Task statement: Print, exactly as given, each line of the data from the line containing "Practice. Put a dot on the cloud" up to and including its last line.

Collection entries

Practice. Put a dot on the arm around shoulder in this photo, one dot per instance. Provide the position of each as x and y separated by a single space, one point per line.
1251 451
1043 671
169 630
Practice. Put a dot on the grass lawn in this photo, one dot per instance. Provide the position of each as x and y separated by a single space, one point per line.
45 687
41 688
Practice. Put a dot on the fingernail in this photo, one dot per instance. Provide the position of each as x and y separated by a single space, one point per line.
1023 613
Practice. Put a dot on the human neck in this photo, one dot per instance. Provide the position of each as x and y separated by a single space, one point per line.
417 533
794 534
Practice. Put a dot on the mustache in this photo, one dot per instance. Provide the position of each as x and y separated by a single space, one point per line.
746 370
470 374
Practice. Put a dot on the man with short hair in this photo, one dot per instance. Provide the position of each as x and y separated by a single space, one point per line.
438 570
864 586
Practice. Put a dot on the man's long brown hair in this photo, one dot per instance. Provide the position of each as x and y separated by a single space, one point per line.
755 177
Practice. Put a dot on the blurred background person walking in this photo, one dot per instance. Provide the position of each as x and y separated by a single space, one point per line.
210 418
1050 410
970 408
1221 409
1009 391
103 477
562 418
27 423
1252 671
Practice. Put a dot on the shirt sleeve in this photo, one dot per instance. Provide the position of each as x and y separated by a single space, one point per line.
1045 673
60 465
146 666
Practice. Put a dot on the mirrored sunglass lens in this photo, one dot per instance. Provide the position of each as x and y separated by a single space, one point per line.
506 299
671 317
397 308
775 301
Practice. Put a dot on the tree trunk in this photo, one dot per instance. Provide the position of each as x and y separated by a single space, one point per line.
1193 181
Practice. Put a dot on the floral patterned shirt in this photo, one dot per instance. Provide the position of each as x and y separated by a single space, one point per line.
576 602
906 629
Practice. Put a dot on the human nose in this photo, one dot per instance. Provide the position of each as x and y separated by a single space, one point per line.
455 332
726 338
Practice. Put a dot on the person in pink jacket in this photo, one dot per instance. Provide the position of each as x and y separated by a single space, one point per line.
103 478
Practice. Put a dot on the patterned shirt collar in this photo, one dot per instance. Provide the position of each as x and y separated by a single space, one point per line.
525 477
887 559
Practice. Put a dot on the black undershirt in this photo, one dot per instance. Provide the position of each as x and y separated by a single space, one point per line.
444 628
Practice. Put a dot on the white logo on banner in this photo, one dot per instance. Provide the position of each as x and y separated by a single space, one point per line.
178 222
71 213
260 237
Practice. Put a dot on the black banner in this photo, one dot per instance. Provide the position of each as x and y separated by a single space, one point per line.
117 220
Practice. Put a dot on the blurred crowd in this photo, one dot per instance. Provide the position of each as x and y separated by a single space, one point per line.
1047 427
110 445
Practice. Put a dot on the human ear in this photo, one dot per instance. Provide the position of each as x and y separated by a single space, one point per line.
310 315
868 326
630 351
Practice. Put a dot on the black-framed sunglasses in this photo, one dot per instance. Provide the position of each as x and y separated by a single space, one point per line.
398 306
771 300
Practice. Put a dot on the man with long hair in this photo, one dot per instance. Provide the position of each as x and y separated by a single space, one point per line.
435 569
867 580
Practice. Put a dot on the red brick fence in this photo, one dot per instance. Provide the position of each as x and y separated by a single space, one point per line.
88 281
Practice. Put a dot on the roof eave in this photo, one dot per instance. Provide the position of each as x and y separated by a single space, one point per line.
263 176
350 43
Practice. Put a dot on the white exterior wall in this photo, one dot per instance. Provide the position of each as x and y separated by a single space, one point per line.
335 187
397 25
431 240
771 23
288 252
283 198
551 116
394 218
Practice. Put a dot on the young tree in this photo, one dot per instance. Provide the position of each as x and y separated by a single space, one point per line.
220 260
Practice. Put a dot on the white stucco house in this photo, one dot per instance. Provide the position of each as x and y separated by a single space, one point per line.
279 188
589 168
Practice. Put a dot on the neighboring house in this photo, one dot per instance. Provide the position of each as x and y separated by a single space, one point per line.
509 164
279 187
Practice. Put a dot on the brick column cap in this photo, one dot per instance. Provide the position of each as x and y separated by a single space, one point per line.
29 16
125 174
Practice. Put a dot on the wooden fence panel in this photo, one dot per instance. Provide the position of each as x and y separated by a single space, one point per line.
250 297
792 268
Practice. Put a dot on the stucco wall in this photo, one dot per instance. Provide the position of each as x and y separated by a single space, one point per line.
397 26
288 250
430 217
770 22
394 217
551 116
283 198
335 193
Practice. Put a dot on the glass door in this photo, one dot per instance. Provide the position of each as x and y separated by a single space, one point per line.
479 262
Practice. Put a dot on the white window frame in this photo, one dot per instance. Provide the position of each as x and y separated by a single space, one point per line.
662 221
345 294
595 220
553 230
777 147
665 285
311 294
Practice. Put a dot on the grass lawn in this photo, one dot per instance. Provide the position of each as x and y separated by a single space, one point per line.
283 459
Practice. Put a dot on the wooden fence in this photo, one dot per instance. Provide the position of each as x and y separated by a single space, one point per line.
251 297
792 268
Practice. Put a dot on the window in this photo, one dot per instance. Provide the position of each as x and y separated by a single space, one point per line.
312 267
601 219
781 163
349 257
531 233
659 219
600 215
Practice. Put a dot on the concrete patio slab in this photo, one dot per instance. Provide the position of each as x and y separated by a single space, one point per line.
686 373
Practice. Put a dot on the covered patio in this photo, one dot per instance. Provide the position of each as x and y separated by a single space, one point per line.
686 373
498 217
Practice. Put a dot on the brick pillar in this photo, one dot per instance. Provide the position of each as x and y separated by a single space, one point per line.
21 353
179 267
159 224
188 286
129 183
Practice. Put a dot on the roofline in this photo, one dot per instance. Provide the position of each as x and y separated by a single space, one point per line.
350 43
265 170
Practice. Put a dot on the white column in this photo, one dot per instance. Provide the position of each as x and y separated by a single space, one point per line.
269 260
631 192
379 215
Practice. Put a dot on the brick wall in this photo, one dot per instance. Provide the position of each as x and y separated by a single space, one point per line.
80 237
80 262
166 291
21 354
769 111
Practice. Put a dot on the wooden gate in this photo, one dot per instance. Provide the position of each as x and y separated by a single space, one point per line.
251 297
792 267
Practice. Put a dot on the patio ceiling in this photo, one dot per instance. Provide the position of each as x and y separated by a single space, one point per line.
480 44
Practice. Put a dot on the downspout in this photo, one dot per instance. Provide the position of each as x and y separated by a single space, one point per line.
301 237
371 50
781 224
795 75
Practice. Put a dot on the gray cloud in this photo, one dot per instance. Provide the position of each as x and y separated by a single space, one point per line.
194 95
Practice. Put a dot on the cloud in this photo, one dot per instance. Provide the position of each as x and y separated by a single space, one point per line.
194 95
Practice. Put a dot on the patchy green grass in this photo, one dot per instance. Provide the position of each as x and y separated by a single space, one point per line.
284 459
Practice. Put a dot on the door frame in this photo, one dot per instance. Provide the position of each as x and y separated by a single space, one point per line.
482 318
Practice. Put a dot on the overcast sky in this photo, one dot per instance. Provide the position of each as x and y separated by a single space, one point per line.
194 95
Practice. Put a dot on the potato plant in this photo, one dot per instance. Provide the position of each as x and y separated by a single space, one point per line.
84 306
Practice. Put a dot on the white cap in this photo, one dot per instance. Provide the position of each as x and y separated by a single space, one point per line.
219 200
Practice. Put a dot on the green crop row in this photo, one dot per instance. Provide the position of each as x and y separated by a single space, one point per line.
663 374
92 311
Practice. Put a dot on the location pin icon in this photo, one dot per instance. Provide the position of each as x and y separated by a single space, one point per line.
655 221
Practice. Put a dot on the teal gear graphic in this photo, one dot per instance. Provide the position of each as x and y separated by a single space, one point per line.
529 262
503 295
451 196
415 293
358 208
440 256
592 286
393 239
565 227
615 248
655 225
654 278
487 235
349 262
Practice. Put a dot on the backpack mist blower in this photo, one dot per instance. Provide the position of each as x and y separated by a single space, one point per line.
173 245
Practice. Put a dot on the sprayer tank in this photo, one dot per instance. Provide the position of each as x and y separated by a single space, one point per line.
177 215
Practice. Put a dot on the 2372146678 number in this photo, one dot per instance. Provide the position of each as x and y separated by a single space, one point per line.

Written solution:
Practice. Put a dot on the cloud in this photo, one dot per instance. Provide the position of each as x and y separated by a single space, one point per line.
194 95
Practice. Put a dot on the patchy green grass in this photo, one dot per instance. Provide the position of each as x and y separated by a single space, one point per line.
284 459
Practice. Put a dot on the door frame in this photo, one dot per instance. Provide the position of each as x and y separated by a single space, one point per line.
482 318
Practice. Put a dot on the overcast sky in this photo, one dot per instance. Provide the position of each as x and y separated by a single space, one point per line.
194 95
Practice. Put a dot on the potato plant in this photo, one dot per instance. Provide the position of each as x and y separated by a single space, one point per line.
84 306
Practice. Put a dot on the white cap in this photo, one dot per instance. Provide the position of each as x and y separated by a single space, one point per line.
219 200
Practice. Put a dot on the green crop row in this photo, one dot per instance. Provide the position of each as x and y separated by a single space, one point per line.
663 374
92 311
Practice. Put a dot on the location pin icon in this photo, one dot per instance. Provide the position of each as x and y separated by a single space, one point per line.
655 221
Practice. Put a dot on the teal gear graphic in this photo, one dot per instance. Provide the position of each as x and y separated by a single space, one point per line.
529 262
503 295
451 196
415 293
358 208
440 256
592 286
393 239
565 227
615 248
655 225
654 278
487 235
349 262
Practice. Put a dot on the backpack mist blower in this photo, one dot per instance. Provide the position of each as x and y separated by a single space, one point per line.
173 245
Practice. Put a dot on the sprayer tank in this photo, one dot per instance. Provide the position of each as x and y separated by a single space, one point per line.
177 215
Practice. Put a dot on the 2372146678 number in this photo, one dot per instance. Provide the position of each as x and y separated by a single space, one point per line.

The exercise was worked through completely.